■ TEXT SECTION
Adapting Step Into Today’s Progressive Group Programming
If you’ve been teaching fitness classes for a decade or more, chances are you taught step along the way. What about now? Are you teaching as many step classes as in the past? Or any at all? You might still love step, but perhaps you’ve moved on to other formats, either because you no longer have the time or inclination to create and rehearse all that fancy choreography, or the club where you teach doesn’t offer many opportunities for step instruction.
You might still use the step, but it’s in classes that don’t actually include the word “step” in the title! Traditional, choreographed step has largely taken a backseat to other formats. But will it stay that way? Do we want to revive traditional step, or are we better off adapting it for today’s progressive programming?
How Is Step Faring in Today’s Group Exercise Climate?
Think back to the group exercise culture of 10 or 20 years ago: Step ruled most group-exercise schedules. Step classes were among the most popular and almost always at primetime. The more choreographed the step workout, the better.
And now? Most facilities still own steps—and they do get used—but the culture has shifted. Choreographed step classes are less common. In today’s programming, steps are more often positioned as a versatile fitness tool versus celebrated as the workout’s main attraction.
Lauren Rogers is the Manager of Fitness and Wellness at the University of New Brunswick in Fredericton, New Brunswick, where she programs group exercise for the university’s students, faculty and staff. Of the 26 weekly fitness classes on the schedule there, she reports that only one is a step class (scheduled during the lunch hour). “We did offer a second step class in the evening, but did not continue it [with the new schedule] due to low participation,” says Rogers.
The story is similar elsewhere. Of the eight group exercise programs that Julie Miller of South Windsor, Conn., manages as Group Exercise Promotional Director for Club Fitness, only half—four of the eight locations—offer any type of step class.
Based in Boulder, Colo., Shannon Fable is the Director of Exercise Programming at Anytime Fitness and the owner of GroupExPRO.com, a web-based communication portal for group fitness programs. She sees an interest in choreographed classes coming mainly from those patrons who’ve already been doing it for years. “In the last group-exercise program I managed, there was one step class on the schedule,” says Fable. “It was poorly attended, but the same crew of women who had taken step classes since its inception demanded to have it on the schedule.”
Why the Sliding Interest in Step?
Is it that step simply had its heyday and now it’s time for the fitness industry to move on? Maybe, but there are still plenty of step fans out there. “After all these years, step is still my favorite class to teach,” says Rogers.

■ LISTED ENTRIES
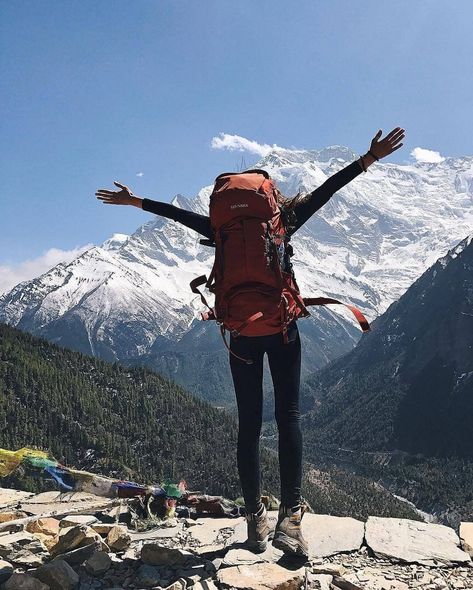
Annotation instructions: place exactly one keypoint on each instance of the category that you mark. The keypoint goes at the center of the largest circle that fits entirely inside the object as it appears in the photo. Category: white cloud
(427, 156)
(233, 143)
(12, 274)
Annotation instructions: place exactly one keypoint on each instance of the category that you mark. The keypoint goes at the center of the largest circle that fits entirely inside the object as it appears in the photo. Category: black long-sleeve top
(302, 210)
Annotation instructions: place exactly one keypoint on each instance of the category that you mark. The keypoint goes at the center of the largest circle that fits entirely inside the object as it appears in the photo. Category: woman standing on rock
(283, 348)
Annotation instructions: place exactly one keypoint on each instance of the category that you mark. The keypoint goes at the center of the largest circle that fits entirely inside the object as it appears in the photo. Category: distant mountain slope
(134, 424)
(408, 384)
(130, 299)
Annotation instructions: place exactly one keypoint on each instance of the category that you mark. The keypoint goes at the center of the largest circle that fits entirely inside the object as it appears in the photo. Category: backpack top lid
(252, 171)
(249, 194)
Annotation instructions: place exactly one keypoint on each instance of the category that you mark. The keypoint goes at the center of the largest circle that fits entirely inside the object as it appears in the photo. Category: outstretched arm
(124, 196)
(317, 199)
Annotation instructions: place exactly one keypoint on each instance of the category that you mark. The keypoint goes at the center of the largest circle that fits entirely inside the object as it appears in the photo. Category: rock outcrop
(85, 553)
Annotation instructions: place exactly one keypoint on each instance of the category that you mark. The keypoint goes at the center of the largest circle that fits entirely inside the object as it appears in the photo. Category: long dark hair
(287, 205)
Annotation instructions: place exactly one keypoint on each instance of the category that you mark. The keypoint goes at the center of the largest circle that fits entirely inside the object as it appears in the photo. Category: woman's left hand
(388, 145)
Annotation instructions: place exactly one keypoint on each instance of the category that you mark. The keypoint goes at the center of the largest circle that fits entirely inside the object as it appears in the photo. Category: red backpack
(255, 289)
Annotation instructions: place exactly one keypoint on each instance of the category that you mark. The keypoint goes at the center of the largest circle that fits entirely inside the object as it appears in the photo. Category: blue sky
(99, 91)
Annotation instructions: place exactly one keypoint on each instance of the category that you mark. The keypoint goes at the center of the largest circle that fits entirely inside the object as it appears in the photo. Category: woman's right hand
(124, 196)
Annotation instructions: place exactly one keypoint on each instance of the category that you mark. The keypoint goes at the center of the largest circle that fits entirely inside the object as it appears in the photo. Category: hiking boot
(258, 530)
(288, 534)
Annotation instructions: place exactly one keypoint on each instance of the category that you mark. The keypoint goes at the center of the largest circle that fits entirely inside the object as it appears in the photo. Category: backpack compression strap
(210, 315)
(356, 312)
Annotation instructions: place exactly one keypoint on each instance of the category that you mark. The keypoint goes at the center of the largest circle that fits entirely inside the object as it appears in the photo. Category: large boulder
(155, 554)
(328, 535)
(45, 529)
(260, 576)
(414, 542)
(6, 570)
(75, 537)
(118, 538)
(23, 549)
(98, 564)
(24, 582)
(58, 575)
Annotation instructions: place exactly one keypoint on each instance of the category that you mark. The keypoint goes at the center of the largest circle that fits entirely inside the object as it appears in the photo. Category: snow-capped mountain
(130, 296)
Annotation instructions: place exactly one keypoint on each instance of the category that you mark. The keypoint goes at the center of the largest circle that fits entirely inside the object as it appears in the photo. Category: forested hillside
(135, 424)
(399, 407)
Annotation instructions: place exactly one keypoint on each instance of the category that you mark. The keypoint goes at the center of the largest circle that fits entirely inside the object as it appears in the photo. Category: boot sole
(258, 547)
(289, 545)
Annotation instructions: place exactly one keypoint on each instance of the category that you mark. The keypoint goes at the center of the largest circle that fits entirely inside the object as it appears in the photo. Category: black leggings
(285, 366)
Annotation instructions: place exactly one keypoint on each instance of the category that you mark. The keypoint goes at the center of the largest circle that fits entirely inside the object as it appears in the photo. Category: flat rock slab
(161, 533)
(245, 557)
(60, 502)
(466, 535)
(207, 530)
(12, 497)
(240, 530)
(328, 535)
(412, 541)
(260, 576)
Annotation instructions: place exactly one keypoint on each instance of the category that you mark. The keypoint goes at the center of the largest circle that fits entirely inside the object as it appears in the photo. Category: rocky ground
(83, 542)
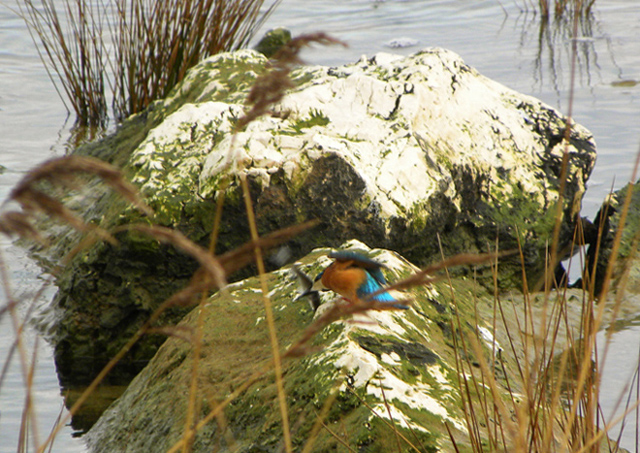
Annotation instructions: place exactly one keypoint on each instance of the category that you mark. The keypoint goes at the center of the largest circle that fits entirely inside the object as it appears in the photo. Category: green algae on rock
(403, 357)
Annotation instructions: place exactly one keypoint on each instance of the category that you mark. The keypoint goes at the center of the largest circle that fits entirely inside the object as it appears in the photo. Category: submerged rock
(414, 154)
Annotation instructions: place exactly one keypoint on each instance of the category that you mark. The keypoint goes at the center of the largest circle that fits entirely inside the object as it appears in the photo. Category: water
(497, 38)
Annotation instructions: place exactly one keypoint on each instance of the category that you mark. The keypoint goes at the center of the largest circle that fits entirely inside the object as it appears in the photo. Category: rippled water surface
(497, 38)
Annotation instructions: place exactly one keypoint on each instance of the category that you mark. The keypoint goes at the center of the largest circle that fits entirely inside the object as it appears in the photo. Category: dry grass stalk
(561, 8)
(32, 193)
(134, 52)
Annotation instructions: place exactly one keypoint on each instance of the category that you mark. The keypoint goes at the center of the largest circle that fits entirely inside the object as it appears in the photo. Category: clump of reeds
(132, 52)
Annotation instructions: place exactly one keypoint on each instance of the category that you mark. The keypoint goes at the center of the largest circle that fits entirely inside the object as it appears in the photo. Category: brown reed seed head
(271, 86)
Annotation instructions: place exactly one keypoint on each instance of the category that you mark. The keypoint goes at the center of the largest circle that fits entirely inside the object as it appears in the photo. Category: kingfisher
(355, 277)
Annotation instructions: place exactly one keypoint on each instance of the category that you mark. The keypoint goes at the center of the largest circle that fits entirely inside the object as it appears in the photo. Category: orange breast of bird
(343, 279)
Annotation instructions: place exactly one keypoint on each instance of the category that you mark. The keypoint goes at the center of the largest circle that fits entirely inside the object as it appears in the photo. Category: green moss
(315, 118)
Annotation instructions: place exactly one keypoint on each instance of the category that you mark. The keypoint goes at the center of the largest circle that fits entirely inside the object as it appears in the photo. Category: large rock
(406, 357)
(394, 151)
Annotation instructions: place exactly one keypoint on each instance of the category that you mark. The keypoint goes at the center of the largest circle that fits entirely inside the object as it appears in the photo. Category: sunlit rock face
(393, 150)
(369, 372)
(417, 154)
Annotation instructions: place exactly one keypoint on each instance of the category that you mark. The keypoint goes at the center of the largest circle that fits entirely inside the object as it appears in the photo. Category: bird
(355, 277)
(306, 288)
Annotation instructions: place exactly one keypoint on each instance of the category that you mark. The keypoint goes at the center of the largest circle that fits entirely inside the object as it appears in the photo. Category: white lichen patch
(409, 127)
(391, 413)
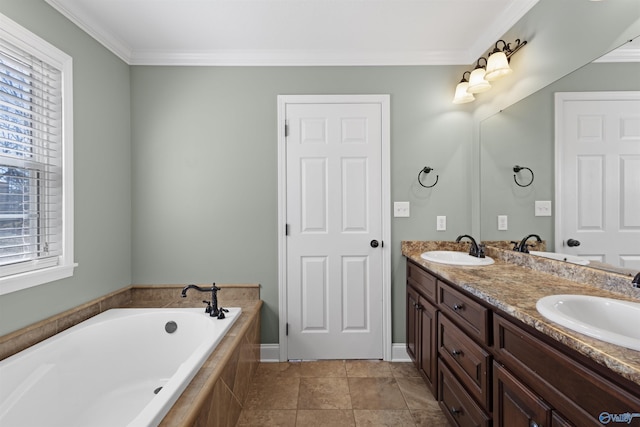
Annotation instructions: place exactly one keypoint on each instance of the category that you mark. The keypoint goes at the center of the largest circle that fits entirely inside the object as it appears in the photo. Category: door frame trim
(560, 98)
(384, 101)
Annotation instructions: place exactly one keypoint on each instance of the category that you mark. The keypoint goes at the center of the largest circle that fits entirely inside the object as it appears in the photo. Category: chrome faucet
(212, 306)
(522, 246)
(474, 249)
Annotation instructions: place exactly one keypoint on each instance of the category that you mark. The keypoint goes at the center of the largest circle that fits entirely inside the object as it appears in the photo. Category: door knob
(573, 242)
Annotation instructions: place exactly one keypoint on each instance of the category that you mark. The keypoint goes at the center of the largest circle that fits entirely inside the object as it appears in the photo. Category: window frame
(42, 273)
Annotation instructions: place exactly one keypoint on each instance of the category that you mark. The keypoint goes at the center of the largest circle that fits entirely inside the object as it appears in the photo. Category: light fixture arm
(507, 49)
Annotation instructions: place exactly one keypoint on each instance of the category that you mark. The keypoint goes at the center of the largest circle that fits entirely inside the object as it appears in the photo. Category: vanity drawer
(469, 315)
(579, 393)
(470, 362)
(459, 408)
(424, 282)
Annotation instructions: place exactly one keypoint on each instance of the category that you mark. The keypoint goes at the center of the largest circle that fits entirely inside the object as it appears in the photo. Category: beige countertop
(515, 289)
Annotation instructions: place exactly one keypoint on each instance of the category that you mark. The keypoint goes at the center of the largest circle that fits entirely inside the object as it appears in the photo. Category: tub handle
(208, 308)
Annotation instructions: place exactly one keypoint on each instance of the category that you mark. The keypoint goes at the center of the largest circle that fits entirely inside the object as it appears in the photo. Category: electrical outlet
(543, 208)
(401, 209)
(503, 223)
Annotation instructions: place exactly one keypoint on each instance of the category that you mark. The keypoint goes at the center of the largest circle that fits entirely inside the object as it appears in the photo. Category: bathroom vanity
(490, 358)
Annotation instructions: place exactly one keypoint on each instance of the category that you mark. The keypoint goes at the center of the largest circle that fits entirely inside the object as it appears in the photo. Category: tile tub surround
(515, 289)
(215, 395)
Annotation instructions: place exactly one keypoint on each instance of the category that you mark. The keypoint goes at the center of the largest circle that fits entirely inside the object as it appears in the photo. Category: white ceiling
(295, 32)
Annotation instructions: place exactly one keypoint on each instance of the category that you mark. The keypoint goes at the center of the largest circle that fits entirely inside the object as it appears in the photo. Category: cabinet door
(515, 405)
(413, 327)
(428, 349)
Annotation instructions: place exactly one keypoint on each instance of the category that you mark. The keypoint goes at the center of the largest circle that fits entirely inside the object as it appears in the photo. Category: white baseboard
(271, 353)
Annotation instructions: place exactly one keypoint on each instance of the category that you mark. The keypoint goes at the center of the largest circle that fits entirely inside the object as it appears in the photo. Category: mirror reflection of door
(598, 176)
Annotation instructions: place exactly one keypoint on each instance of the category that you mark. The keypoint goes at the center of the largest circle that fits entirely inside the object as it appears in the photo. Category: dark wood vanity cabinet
(578, 390)
(422, 323)
(487, 368)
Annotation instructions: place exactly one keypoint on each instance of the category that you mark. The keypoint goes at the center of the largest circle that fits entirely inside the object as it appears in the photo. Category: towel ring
(426, 170)
(517, 169)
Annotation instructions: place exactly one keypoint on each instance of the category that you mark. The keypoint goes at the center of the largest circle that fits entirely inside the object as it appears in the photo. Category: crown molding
(298, 57)
(118, 47)
(622, 54)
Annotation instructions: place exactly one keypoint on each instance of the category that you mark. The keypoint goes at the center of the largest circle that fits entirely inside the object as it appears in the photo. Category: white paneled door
(334, 242)
(598, 176)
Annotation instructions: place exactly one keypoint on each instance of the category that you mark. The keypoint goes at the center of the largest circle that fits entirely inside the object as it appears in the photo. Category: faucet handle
(208, 308)
(481, 250)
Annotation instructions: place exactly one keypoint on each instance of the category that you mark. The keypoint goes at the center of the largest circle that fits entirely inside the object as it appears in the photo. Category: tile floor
(339, 393)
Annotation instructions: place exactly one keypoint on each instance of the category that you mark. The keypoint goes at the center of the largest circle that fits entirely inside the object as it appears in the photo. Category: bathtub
(123, 367)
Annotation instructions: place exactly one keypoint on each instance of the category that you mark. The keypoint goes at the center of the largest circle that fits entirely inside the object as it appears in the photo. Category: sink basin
(455, 258)
(611, 320)
(561, 257)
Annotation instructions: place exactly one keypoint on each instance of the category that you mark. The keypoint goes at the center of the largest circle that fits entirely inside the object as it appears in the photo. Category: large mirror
(524, 135)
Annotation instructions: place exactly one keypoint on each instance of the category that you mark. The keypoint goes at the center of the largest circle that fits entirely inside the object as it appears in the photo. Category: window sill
(29, 279)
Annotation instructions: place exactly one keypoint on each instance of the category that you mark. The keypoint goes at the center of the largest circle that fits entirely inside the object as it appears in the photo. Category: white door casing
(598, 175)
(334, 198)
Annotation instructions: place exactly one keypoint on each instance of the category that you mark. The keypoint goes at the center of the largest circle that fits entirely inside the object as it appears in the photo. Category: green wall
(102, 184)
(205, 168)
(176, 167)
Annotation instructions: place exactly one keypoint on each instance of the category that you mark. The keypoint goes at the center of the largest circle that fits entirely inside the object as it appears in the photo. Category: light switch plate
(543, 208)
(401, 209)
(503, 224)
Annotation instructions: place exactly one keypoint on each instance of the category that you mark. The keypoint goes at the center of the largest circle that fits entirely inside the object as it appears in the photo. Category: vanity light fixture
(496, 66)
(477, 82)
(462, 96)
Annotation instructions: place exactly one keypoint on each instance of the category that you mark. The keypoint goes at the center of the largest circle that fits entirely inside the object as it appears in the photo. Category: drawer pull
(458, 307)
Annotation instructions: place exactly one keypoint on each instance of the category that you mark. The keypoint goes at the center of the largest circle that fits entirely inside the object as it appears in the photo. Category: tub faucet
(212, 306)
(474, 249)
(522, 246)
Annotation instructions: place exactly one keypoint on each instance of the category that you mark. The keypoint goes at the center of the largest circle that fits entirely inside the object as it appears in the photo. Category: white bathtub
(105, 370)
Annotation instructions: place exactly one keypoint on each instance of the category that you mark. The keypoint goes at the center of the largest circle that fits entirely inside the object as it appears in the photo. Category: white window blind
(32, 178)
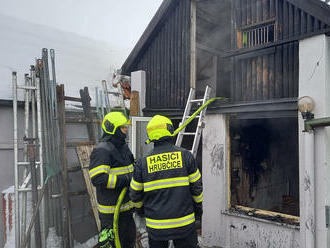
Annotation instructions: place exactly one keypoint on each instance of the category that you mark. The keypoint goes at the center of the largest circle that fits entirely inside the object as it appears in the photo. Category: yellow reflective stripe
(195, 176)
(138, 204)
(136, 185)
(170, 223)
(166, 183)
(199, 198)
(111, 209)
(112, 180)
(98, 170)
(122, 170)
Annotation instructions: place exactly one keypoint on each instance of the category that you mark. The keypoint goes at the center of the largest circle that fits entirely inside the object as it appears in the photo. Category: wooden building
(247, 51)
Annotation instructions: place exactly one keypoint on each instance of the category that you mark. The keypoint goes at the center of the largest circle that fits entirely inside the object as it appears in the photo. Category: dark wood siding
(166, 60)
(269, 74)
(290, 20)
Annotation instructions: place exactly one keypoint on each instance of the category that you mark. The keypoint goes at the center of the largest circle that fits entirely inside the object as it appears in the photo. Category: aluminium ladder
(200, 125)
(119, 95)
(23, 183)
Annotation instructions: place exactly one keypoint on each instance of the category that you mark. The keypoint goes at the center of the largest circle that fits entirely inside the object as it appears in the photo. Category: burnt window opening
(257, 35)
(264, 164)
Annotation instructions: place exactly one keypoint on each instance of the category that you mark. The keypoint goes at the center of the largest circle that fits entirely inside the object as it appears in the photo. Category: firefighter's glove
(106, 238)
(128, 178)
(198, 209)
(140, 212)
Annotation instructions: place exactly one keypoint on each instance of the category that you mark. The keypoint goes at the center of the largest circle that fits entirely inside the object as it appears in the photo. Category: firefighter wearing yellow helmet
(166, 188)
(110, 170)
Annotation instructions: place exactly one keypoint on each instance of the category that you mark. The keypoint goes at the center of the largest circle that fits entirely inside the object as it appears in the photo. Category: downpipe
(309, 189)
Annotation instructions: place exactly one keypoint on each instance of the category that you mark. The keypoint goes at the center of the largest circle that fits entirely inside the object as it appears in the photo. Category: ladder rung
(197, 100)
(25, 163)
(27, 189)
(188, 133)
(82, 192)
(26, 87)
(114, 93)
(81, 143)
(74, 168)
(72, 99)
(80, 120)
(188, 116)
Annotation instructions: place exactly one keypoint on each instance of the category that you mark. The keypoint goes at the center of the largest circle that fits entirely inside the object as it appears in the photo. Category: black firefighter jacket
(166, 184)
(108, 169)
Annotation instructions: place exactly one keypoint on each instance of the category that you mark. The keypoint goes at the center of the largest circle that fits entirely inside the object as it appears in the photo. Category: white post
(308, 221)
(138, 83)
(314, 162)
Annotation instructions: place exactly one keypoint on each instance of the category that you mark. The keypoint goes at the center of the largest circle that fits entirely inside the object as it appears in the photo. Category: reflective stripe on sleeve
(136, 185)
(112, 179)
(98, 170)
(199, 198)
(122, 170)
(138, 204)
(195, 176)
(111, 209)
(166, 183)
(170, 223)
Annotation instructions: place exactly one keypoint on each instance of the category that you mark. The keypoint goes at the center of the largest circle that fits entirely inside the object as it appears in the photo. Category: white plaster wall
(255, 233)
(314, 68)
(214, 181)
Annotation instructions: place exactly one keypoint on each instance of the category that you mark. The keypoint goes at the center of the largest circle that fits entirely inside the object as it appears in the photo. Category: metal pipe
(309, 190)
(102, 103)
(26, 134)
(17, 220)
(34, 187)
(41, 167)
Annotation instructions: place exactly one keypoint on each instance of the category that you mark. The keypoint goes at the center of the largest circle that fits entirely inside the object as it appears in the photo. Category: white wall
(314, 81)
(214, 180)
(80, 61)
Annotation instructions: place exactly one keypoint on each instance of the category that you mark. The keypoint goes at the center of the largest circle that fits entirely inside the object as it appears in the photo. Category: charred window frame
(255, 148)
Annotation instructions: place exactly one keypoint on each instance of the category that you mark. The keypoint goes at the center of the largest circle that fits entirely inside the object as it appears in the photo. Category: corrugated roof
(326, 1)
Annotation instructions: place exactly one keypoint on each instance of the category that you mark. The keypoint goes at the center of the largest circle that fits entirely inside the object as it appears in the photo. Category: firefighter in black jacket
(167, 188)
(110, 170)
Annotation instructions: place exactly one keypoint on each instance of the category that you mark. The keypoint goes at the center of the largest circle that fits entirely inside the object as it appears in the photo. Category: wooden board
(83, 153)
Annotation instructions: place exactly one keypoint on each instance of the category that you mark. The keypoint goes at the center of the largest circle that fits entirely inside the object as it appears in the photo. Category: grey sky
(118, 22)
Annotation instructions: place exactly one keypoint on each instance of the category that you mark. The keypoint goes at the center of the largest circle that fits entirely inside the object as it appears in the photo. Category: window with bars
(258, 35)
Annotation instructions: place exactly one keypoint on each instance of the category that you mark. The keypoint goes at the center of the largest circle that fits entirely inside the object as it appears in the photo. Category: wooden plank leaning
(83, 153)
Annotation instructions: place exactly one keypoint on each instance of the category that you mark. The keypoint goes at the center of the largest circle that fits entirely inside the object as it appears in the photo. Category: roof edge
(155, 21)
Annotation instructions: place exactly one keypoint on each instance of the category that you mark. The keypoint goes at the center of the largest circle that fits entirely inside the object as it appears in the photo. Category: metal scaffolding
(37, 181)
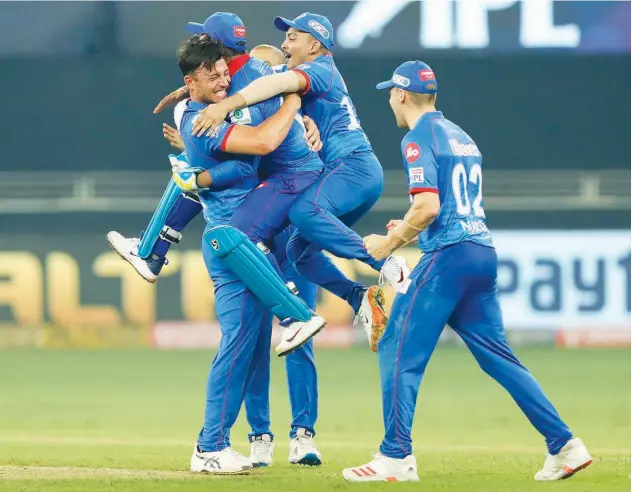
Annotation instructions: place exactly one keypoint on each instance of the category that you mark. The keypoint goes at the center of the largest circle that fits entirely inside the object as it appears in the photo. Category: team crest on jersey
(220, 128)
(412, 152)
(416, 175)
(240, 117)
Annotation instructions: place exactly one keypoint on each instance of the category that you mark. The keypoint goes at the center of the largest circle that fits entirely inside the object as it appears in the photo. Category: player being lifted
(287, 172)
(353, 177)
(300, 364)
(454, 283)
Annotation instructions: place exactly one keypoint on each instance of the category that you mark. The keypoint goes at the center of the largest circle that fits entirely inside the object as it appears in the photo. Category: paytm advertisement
(82, 294)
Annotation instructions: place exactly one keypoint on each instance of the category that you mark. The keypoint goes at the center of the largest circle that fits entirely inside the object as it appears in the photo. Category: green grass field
(127, 420)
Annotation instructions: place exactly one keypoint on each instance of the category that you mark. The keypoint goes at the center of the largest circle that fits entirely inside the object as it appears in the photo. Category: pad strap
(170, 235)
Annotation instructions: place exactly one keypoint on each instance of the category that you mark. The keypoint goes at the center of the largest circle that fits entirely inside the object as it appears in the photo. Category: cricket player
(454, 283)
(287, 171)
(353, 177)
(246, 325)
(300, 364)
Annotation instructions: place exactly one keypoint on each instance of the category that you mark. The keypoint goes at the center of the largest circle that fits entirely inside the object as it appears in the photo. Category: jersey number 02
(459, 188)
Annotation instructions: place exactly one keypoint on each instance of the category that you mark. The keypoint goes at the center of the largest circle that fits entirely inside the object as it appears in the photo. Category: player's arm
(266, 137)
(422, 186)
(219, 177)
(259, 90)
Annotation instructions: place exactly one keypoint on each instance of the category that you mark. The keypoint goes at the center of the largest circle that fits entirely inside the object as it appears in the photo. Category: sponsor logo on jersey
(416, 175)
(426, 75)
(474, 227)
(412, 152)
(318, 27)
(217, 130)
(240, 116)
(465, 150)
(399, 80)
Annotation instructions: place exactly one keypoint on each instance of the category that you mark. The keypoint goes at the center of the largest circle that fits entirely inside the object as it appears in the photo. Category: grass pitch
(127, 420)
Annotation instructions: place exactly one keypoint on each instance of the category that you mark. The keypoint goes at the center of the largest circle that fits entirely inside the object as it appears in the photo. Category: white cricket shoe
(384, 469)
(395, 271)
(572, 458)
(303, 449)
(296, 333)
(262, 450)
(372, 316)
(226, 461)
(127, 248)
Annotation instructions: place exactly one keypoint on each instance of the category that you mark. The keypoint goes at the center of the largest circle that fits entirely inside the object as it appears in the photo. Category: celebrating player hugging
(281, 168)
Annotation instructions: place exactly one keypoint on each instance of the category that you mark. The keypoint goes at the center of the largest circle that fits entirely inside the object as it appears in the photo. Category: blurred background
(541, 86)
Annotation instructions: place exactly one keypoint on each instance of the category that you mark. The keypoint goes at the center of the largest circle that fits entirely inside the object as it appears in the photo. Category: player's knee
(302, 212)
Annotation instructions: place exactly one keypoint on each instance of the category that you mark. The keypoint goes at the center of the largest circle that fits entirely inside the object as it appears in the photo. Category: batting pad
(252, 267)
(157, 222)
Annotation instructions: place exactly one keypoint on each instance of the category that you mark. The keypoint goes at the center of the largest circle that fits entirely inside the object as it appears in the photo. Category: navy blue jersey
(207, 152)
(439, 157)
(293, 154)
(326, 100)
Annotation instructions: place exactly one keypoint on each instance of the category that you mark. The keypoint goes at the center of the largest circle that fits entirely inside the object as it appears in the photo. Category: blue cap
(227, 28)
(317, 25)
(413, 76)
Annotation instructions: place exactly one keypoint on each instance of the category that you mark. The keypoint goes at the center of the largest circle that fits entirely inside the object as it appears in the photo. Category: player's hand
(393, 223)
(312, 134)
(186, 178)
(172, 99)
(208, 119)
(377, 246)
(172, 136)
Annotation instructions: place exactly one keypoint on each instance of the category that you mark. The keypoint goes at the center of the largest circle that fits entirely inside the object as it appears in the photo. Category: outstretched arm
(424, 209)
(259, 90)
(266, 137)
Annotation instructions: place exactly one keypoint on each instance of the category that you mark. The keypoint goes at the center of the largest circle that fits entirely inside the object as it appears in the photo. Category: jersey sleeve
(421, 166)
(228, 173)
(319, 77)
(216, 141)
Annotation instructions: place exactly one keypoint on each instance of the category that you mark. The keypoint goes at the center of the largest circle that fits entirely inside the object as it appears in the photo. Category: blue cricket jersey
(439, 157)
(326, 100)
(207, 152)
(293, 154)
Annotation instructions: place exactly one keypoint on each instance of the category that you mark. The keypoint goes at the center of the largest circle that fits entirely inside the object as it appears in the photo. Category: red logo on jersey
(412, 152)
(426, 75)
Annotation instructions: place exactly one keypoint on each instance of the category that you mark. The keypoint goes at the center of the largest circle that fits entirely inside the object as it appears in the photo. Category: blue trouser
(265, 211)
(245, 346)
(300, 364)
(322, 216)
(455, 286)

■ TASK 1
In the step-programming article, rewrite everything from "Adapting Step Into" down to "for step instruction.", putting "routines" in place of "choreography".
■ TASK 2
Carry the article on adapting step classes forward from the point where it stops.

■ REPLY 1
Adapting Step Into Today’s Progressive Group Programming
If you’ve been teaching fitness classes for a decade or more, chances are you taught step along the way. What about now? Are you teaching as many step classes as in the past? Or any at all? You might still love step, but perhaps you’ve moved on to other formats, either because you no longer have the time or inclination to create and rehearse all that fancy routines, or the club where you teach doesn’t offer many opportunities for step instruction.

■ REPLY 2
In general, step is experiencing an industry-wide slow-down that it might never recover from. Is it due to lack of interest from instructors, or lack of interest from group participants? Likely, it’s a bit of both.
For one thing, a lot of fitness participants who didn’t first learn step choreography and step terminology back in the heyday are now lost. The scarcity of traditional step means no more beginning step classes.
Compared to a lot of other group formats, traditional, choreographed step classes have a steep learning curve for everyone. “Learning the movements of the step, the language (each instructor has his or her individual language) and timing of the music takes a significant amount of time and practice,” says Rogers. “In the past, it was more acceptable for new instructors to begin teaching before their skills were perfected. Group fitness participants now expect new instructors to be refined in their skills.”
“There’s no easy on-ramp,” adds Fable. “It’s hard to jump in and compete with folks that have been teaching step forever. The folks who still take step classes demand the choreography, which is hard to learn.” And there are fewer workshops and trainings these days that guide newer instructors through the process of teaching this format. You either know how to break down, perform and cue an over-the-top-syncopated-shuffle-double-knee-repeater-reverse-turn … or you don’t.
Comparatively, other freestyle classes that compete with step—such as boot camps, strength classes and athletic-style workouts—require far less prep time and little or no choreography/exercise-to-music skills. That makes it easier, potentially less stressful and vastly less time-consuming for instructors to prepare and teach.
Miller also points out that the enormous popularity of branded fitness programs today may have an impact. Step is not a highly developed and polished brand like other programs it must compete with, such as Zumba and Les Mills.
With traditional, freestyle step, there just isn’t the brand support, says Miller, who has a background in managing corporate and commercial fitness clubs and has been teaching group fitness for 30 years. “Formats marketed on TV (like Zumba, P90X and others) also now have certifications.” Many new instructors are drawn to these “proven formulas” in group exercise, with their already established popularity, prepared programming/choreography and provided music.
Finally, entry points into the fitness industry might also be contributing to the decline in traditional step’s popularity. “I think fewer fitness professionals in general are becoming exercise-to-music instructors,” says Anneke van Alderwegen, M.A., a fitness instructor whose background includes 15 years of experience managing group exercise in public and private fitness organizations in Victoria, British Columbia. “Ten or more years ago, group fitness was one of the only paths to becoming a fitness leader, so instructors got the training and then, perhaps, later on specialized in strength or went on to personal training.” Now, personal training is a career path on its own.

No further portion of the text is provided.